* What is being asked:
Convert every line of the data below into a Markdown table with two columns, Row for the line number and Entry for the line itself, and leave out any blank lines.
★ ★ ★ ★ ★ ★ ★
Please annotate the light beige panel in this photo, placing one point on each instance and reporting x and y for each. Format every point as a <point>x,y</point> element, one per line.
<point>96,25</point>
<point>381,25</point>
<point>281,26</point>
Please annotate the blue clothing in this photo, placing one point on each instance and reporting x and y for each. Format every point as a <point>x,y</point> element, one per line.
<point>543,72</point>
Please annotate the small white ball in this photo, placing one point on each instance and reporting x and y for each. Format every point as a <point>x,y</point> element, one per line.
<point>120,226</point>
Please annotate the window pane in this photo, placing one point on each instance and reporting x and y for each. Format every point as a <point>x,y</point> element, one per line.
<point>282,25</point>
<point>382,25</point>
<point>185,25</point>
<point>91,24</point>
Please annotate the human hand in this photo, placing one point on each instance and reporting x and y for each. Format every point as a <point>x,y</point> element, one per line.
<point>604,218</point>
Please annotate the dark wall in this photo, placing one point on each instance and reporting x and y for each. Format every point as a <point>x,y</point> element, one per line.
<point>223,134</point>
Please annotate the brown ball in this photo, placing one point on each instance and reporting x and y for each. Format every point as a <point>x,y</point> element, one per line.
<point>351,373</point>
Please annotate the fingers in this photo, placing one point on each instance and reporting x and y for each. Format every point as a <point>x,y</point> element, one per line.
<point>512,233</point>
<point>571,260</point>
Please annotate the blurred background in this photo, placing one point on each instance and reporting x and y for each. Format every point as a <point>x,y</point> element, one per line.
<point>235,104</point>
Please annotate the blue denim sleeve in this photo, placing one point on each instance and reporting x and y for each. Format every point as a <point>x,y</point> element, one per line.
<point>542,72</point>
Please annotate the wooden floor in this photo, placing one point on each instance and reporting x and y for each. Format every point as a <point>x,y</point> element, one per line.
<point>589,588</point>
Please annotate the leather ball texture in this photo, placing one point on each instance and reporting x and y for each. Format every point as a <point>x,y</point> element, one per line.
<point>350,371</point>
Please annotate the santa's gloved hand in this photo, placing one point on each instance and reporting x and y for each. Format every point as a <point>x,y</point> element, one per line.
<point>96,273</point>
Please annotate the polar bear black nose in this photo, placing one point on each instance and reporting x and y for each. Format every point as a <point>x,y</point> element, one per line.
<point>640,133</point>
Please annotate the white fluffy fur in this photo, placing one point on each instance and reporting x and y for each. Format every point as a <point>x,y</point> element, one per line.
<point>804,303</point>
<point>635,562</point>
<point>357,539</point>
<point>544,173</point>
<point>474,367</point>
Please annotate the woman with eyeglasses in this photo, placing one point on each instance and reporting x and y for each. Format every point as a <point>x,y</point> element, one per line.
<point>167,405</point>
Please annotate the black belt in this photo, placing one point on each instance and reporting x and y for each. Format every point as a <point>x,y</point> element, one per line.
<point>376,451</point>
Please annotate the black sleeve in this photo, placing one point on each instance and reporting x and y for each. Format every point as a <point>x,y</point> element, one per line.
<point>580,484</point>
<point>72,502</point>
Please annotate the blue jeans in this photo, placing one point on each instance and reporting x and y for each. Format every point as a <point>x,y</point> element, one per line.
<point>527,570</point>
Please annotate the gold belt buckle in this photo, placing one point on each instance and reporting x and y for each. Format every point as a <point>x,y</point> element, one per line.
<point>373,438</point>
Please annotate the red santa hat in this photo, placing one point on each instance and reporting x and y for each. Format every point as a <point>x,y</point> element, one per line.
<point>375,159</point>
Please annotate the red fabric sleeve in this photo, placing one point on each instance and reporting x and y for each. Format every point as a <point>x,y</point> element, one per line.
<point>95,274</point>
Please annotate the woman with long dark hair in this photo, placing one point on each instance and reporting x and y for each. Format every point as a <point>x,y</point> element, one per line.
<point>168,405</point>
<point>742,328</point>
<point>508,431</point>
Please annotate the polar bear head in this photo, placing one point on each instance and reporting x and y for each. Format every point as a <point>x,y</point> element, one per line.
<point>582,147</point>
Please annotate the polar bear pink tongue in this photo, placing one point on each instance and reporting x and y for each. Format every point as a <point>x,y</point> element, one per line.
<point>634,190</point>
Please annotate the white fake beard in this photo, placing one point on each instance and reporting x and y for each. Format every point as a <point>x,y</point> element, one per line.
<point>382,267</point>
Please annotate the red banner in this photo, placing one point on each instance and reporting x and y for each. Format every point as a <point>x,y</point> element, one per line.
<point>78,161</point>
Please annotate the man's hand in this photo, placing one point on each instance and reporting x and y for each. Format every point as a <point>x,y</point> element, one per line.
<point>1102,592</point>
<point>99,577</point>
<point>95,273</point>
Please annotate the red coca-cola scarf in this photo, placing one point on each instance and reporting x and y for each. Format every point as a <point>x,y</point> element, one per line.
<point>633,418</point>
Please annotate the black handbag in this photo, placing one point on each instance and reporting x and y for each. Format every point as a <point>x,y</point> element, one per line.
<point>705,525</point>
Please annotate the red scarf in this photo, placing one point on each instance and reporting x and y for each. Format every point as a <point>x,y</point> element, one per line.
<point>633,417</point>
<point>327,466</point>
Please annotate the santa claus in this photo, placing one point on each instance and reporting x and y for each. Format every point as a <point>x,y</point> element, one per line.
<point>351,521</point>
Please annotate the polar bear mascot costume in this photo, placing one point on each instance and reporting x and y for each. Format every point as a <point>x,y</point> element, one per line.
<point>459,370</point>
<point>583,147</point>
★ ★ ★ ★ ★ ★ ★
* Answer to this exercise:
| Row | Entry |
|---|---|
| 1 | Please annotate the light beige panel in this photo, placing one point on each instance and reporting x and y for each. Format every point as a <point>x,y</point> element, one per line. |
| 2 | <point>96,25</point> |
| 3 | <point>381,25</point> |
| 4 | <point>281,26</point> |
| 5 | Please annotate the blue clothing in this photo, placing one point on each instance and reporting x and y for each. Format every point as a <point>x,y</point> element, one per line. |
| 6 | <point>543,72</point> |
| 7 | Please annotate the small white ball in this photo, placing one point on each instance and reporting x and y for each. Format every point as a <point>x,y</point> element, one per line. |
| 8 | <point>120,226</point> |
| 9 | Please annotate the window pane in this photo, placing one point on each instance and reporting x and y for each. Format every point as a <point>x,y</point> element, one per line. |
| 10 | <point>282,25</point> |
| 11 | <point>382,25</point> |
| 12 | <point>185,25</point> |
| 13 | <point>91,24</point> |
| 14 | Please annotate the human hand in this photo, placing one point on each instance and reporting x and y for each. Format every point as a <point>x,y</point> element, one per line. |
| 15 | <point>604,218</point> |
| 16 | Please annotate the dark wall in this photo, placing one point on each instance and reporting x and y for each. Format every point as a <point>x,y</point> element, one per line. |
| 17 | <point>223,134</point> |
| 18 | Please annotate the brown ball in this photo, placing one point on each instance and reporting x and y for each. Format every point as a <point>x,y</point> element, one per line. |
| 19 | <point>351,373</point> |
| 20 | Please annotate the fingers in this photo, placing one point on each instance and reporting x and y for each. Format every point as a <point>x,y</point> element, one per line. |
| 21 | <point>512,233</point> |
| 22 | <point>571,260</point> |
| 23 | Please annotate the blurred background in this photo, placing one point on each instance and reporting x and y for each. Format every point as a <point>x,y</point> element, one per line. |
| 24 | <point>235,104</point> |
| 25 | Please annotate the blue denim sleeve in this photo, placing one point on each instance and reporting x and y for each. Format every point as a <point>x,y</point> element, one per line. |
| 26 | <point>542,72</point> |
| 27 | Please annotate the wooden floor in this photo, placing one point on each instance and reporting x and y for each. Format every point as a <point>x,y</point> element, one per line. |
| 28 | <point>589,588</point> |
| 29 | Please annotate the leather ball texture in this photo, placing one point on each instance and reporting x and y for each. Format every point as a <point>x,y</point> element, one per line. |
| 30 | <point>350,371</point> |
| 31 | Please annotate the santa's gloved hand in this photo, placing one point on each instance and reporting x and y for each. Format every point as a <point>x,y</point> element, one per line. |
| 32 | <point>96,273</point> |
| 33 | Please annotate the polar bear black nose in this photo, placing one point on each instance and reporting x and y for each. Format every point as a <point>x,y</point> element, one per line. |
| 34 | <point>640,133</point> |
| 35 | Please annotate the white fluffy fur in this photo, placing one point on each instance and reporting x and y for each. Format every point as a <point>x,y</point> element, one per line. |
| 36 | <point>804,303</point> |
| 37 | <point>635,562</point> |
| 38 | <point>357,539</point> |
| 39 | <point>544,173</point> |
| 40 | <point>474,367</point> |
| 41 | Please annotate the woman with eyeglasses in this photo, placing one point on each instance and reporting x and y for each. Format every point as a <point>x,y</point> element, one per line. |
| 42 | <point>167,405</point> |
| 43 | Please annotate the black belt in this photo, placing one point on each instance and reporting x and y for each. Format every point as a <point>x,y</point> element, one per line. |
| 44 | <point>376,451</point> |
| 45 | Please annotate the black sleeve in this photo, placing one point on each instance and reporting x and y for each. Format every point as a <point>x,y</point> element, one per line. |
| 46 | <point>580,484</point> |
| 47 | <point>72,502</point> |
| 48 | Please annotate the blue jeans in this photo, placing one point on each instance and reporting x and y for each. Format every point as a <point>x,y</point> element, one per line. |
| 49 | <point>527,570</point> |
| 50 | Please annotate the gold belt buckle in this photo, placing one point on each instance and reporting x and y for each. Format every point as a <point>x,y</point> element, one per line. |
| 51 | <point>373,438</point> |
| 52 | Please annotate the red santa hat in this photo, placing one point on each instance and reporting x and y for each. Format every point as a <point>x,y</point> element, one per line. |
| 53 | <point>375,159</point> |
| 54 | Please annotate the red fabric sleeve in this photo, placing one point on each instance and reporting x and y for each. Format every point as a <point>x,y</point> element, one per line. |
| 55 | <point>95,274</point> |
| 56 | Please annotate the woman with long dark hair in this photo, placing one point on each instance and reporting x and y for each. Format every point as a <point>x,y</point> element, one per line. |
| 57 | <point>168,405</point> |
| 58 | <point>742,328</point> |
| 59 | <point>508,431</point> |
| 60 | Please annotate the polar bear head in this photo, placing one point on each instance and reporting x and y for each. Format every point as a <point>x,y</point> element, one per line. |
| 61 | <point>582,147</point> |
| 62 | Please annotate the polar bear pink tongue in this photo, placing one point on each instance and reporting x and y for each. Format every point as a <point>x,y</point> element, one per line. |
| 63 | <point>634,190</point> |
| 64 | Please annotate the white fake beard in this photo, placing one point on each instance and reporting x and y for each. Format every point as a <point>x,y</point> element, one per line. |
| 65 | <point>382,267</point> |
| 66 | Please annotate the red banner in this photo, placing one point on each instance and reporting x and y for each. Format every point as a <point>x,y</point> element, one per line. |
| 67 | <point>78,161</point> |
| 68 | Please annotate the man's hand in this photo, placing one point on each instance and reporting x and y for each. Format every point as a <point>x,y</point> element, one per line. |
| 69 | <point>1102,592</point> |
| 70 | <point>99,577</point> |
| 71 | <point>95,273</point> |
| 72 | Please annotate the red coca-cola scarf in this photo, placing one point on each instance and reporting x and y for each. Format every point as a <point>x,y</point> element, one per line. |
| 73 | <point>633,418</point> |
| 74 | Please annotate the black handbag in this photo, placing one point on each instance and reporting x and y for each. Format every point as a <point>x,y</point> element, one per line. |
| 75 | <point>705,525</point> |
| 76 | Please annotate the red scarf in this photo, placing one point on each instance and reporting x and y for each. Format every point as a <point>x,y</point> element, one per line. |
| 77 | <point>633,417</point> |
| 78 | <point>327,466</point> |
| 79 | Please annotate the santa claus in this photo, placing one point on each instance and reporting x and y for each. Format every point as a <point>x,y</point> element, one per line. |
| 80 | <point>351,521</point> |
| 81 | Please annotate the polar bear mascot costume in this photo, placing one point on each instance and reporting x and y for each. Format every point as a <point>x,y</point> element, one per line. |
| 82 | <point>459,370</point> |
| 83 | <point>583,147</point> |